**WORK TASK 1:**
List every newspaper named in the comment thread about Carol Thatcher's remark.
**WORK TASK 2:**
From the comment thread about Carol Thatcher's remark, print the passage that opens with the words containing "And as to no" and closes with "all my son.", copying it word for word.

**DOCUMENT EXTRACT:**
◆ ◆ ◆ ◆

And can't quite believe I'm agreeing with Janet Street-Porter when she says in today's Indy that 'you have to be downright dim not to know that such language is offensive in contemporary Britain.'
As Chiles wrote recently 'Ms Thatcher had said: 'You also have to consider the frogs. You know, that froggy golliwog guy.'
She apparently added: 'Ooh, if I was Prince Harry I'd get shot for saying that.'
And that Jo Brand was 'aghast' by her comments and challenged her about using the word 'golliwog'.
'"Yes, well, he's half-black," Carol explained, waving her hand in front of her face,' Chiles said in The Sun.
This is the kind of insidious middle-class racism that so hard to challenge.
And as to no comment by Jo-Wilfried Tsonga, seems he has:
'Tennis player Jo-Wilfried Tsonga has reportedly claimed that he was hurt by Carol Thatcher's comments referring to him as a "golliwog".
According to The Mirror, the star called his mother when the incident made the news and told her that he was "deeply hurt and upset".
Tsonga said: "I tried to escape the fuss but I'm astonished about the attack. Why me?"
His mother Evelyne commented: "Nobody deserves to be called a golliwog, least of all my son.
"Carol Thatcher should be deeply ashamed. The only consolation is the BBC acted swiftly to fire her.
"She's a high-profile figure and if she uses nasty terms like golliwog it sends out a message for everyone to do it."
She added that Thatcher's remark was unsurprising considering her background and that it brought shame on Britain.'
Yep, she certainly hit the nail on the head in that last paragraph.
Fiona
You might be right: maybe we should burn the witch. But I just can't get myself worked up about it.
And I still don't understand why it took the media several days before they told us who Little Ms T was talking about.
I'm not keen on burning witches, in ye olde witch burning days, for various reasons I wouldn't have survived for long.
It puzzles me too as to why the media didn't disclose Tsonga's name for so long, it was doing the rounds on various uk press/pr lists from much earlier.
Fiona
For once we were conducting ourselves with restraint. It wasn't until his mother spoke on the record that most papers took that as the red light to publish the name.

◆ ◆ ◆ ◆

**Collection entries:**

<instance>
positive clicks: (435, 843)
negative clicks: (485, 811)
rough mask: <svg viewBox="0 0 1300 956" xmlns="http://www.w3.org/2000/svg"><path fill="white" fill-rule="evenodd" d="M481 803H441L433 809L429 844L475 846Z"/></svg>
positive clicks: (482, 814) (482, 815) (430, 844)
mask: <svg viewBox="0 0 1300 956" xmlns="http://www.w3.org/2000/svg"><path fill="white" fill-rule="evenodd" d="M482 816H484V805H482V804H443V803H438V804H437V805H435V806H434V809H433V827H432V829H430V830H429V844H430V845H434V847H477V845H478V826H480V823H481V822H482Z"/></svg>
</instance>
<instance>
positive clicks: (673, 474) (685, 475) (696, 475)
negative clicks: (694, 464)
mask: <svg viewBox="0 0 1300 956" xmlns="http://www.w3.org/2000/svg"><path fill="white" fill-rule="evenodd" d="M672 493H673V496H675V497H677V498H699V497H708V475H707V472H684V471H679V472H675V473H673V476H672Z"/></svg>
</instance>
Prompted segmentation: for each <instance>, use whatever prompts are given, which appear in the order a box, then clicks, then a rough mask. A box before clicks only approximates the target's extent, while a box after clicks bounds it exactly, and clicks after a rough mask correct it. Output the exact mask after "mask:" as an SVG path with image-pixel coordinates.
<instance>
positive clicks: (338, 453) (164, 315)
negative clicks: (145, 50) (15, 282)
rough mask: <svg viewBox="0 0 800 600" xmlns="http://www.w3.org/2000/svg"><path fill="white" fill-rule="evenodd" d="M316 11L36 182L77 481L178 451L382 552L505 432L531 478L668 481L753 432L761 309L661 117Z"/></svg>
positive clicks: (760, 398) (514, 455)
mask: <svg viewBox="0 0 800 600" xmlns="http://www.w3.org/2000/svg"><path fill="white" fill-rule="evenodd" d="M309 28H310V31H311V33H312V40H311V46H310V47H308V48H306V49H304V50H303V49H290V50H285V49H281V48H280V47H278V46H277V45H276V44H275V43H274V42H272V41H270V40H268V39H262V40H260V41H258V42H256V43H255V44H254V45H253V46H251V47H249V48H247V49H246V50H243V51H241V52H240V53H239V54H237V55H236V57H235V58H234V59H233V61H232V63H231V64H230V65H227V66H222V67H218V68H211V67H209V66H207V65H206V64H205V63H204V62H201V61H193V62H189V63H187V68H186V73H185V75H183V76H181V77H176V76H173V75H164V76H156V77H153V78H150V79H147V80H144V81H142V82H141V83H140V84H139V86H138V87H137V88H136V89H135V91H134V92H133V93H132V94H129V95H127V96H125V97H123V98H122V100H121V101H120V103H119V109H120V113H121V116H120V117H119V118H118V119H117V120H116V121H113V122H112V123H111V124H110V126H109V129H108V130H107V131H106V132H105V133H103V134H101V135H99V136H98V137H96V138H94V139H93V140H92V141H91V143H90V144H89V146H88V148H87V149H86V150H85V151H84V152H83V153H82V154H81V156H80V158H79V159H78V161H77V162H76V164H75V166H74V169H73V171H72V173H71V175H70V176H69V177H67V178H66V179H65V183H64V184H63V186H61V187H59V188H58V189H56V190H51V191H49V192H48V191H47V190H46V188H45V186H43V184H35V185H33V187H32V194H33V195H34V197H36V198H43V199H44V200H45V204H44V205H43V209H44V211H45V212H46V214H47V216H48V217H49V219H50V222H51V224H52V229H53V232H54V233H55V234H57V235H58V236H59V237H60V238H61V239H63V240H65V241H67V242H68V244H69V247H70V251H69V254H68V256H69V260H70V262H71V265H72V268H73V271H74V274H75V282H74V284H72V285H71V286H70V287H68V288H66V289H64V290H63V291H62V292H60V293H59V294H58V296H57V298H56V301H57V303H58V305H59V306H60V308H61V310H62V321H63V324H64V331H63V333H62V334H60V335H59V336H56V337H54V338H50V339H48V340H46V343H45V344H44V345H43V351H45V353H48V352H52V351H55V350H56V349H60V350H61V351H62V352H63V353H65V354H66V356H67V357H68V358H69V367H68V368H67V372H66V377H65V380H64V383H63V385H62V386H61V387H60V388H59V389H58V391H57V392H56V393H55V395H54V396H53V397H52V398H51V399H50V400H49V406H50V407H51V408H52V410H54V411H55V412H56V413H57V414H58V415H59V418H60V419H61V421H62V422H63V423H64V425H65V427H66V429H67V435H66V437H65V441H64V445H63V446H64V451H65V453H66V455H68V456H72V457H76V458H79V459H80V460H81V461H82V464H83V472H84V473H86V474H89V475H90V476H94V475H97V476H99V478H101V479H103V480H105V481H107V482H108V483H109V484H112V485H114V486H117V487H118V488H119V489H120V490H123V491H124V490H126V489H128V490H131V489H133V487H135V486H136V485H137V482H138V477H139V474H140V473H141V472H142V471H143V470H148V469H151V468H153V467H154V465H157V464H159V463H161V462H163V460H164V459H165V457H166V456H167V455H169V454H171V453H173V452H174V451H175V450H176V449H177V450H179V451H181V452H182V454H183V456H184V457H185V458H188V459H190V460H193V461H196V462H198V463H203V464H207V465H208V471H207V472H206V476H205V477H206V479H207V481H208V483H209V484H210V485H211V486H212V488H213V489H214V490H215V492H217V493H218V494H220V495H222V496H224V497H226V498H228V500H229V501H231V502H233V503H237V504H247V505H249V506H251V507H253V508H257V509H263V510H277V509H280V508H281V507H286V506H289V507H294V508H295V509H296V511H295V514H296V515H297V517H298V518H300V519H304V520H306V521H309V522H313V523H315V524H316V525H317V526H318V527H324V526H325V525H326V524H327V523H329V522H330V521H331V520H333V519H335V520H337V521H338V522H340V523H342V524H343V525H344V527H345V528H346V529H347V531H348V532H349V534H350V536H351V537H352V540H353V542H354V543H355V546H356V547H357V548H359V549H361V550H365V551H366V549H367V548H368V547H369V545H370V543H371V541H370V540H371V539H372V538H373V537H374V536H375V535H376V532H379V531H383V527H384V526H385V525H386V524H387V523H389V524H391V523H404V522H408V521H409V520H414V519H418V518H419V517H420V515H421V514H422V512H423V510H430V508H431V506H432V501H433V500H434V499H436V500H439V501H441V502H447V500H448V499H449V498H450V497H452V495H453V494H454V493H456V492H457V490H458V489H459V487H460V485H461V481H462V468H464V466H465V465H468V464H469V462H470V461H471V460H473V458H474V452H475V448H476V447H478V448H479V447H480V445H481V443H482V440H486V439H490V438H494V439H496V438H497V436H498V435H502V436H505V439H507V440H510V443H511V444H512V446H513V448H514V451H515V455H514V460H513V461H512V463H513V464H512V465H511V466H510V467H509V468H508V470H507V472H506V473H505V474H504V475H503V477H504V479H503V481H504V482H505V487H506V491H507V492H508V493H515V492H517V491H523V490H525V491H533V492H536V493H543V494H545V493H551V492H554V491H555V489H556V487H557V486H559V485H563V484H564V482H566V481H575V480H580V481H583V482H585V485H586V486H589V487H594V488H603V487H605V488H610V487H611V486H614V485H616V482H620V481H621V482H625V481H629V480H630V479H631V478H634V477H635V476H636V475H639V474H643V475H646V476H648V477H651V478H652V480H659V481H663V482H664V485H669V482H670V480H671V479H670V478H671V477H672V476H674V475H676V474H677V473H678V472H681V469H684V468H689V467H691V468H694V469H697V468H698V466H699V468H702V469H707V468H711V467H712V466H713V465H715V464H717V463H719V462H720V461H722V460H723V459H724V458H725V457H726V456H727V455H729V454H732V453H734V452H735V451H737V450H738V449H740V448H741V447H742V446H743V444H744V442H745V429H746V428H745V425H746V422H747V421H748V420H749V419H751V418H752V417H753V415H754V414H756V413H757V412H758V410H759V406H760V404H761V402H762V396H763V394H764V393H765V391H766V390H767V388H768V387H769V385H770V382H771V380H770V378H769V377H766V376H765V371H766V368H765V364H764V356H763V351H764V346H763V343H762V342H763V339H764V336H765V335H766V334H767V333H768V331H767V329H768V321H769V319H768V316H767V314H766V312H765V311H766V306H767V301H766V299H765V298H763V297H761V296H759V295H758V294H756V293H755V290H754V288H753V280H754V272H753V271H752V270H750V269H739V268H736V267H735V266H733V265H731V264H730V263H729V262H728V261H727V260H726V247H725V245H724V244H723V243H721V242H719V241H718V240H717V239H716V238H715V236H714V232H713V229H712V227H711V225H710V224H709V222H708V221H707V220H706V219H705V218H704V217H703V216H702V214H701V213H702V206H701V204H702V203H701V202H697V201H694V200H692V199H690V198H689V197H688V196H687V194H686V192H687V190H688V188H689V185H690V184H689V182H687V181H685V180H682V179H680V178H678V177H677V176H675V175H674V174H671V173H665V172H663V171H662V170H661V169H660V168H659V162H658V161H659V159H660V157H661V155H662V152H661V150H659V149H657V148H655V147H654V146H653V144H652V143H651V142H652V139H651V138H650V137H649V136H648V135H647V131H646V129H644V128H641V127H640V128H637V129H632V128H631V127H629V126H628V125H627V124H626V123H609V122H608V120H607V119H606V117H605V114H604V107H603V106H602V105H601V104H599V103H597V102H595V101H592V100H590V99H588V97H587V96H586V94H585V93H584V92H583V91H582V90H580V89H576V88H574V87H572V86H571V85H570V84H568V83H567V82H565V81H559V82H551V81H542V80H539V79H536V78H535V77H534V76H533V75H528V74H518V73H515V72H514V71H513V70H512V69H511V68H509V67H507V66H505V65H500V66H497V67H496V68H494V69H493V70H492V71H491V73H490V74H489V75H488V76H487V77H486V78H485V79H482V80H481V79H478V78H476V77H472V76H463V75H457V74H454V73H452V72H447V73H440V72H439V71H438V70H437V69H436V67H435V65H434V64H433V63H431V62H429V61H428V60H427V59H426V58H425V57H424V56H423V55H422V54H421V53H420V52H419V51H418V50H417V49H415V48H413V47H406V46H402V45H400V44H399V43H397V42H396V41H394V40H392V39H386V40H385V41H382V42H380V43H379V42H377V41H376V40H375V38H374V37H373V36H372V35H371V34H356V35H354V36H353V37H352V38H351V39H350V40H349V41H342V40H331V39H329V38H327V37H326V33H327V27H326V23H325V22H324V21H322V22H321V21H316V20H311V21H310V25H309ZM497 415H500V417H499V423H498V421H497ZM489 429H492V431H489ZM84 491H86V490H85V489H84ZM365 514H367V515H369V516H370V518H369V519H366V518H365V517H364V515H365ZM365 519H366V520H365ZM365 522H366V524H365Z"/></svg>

◆ ◆ ◆ ◆

**WRITTEN REPLY 1:**
the Indy, The Sun, The Mirror

**WRITTEN REPLY 2:**
And as to no comment by Jo-Wilfried Tsonga, seems he has:
'Tennis player Jo-Wilfried Tsonga has reportedly claimed that he was hurt by Carol Thatcher's comments referring to him as a "golliwog".
According to The Mirror, the star called his mother when the incident made the news and told her that he was "deeply hurt and upset".
Tsonga said: "I tried to escape the fuss but I'm astonished about the attack. Why me?"
His mother Evelyne commented: "Nobody deserves to be called a golliwog, least of all my son.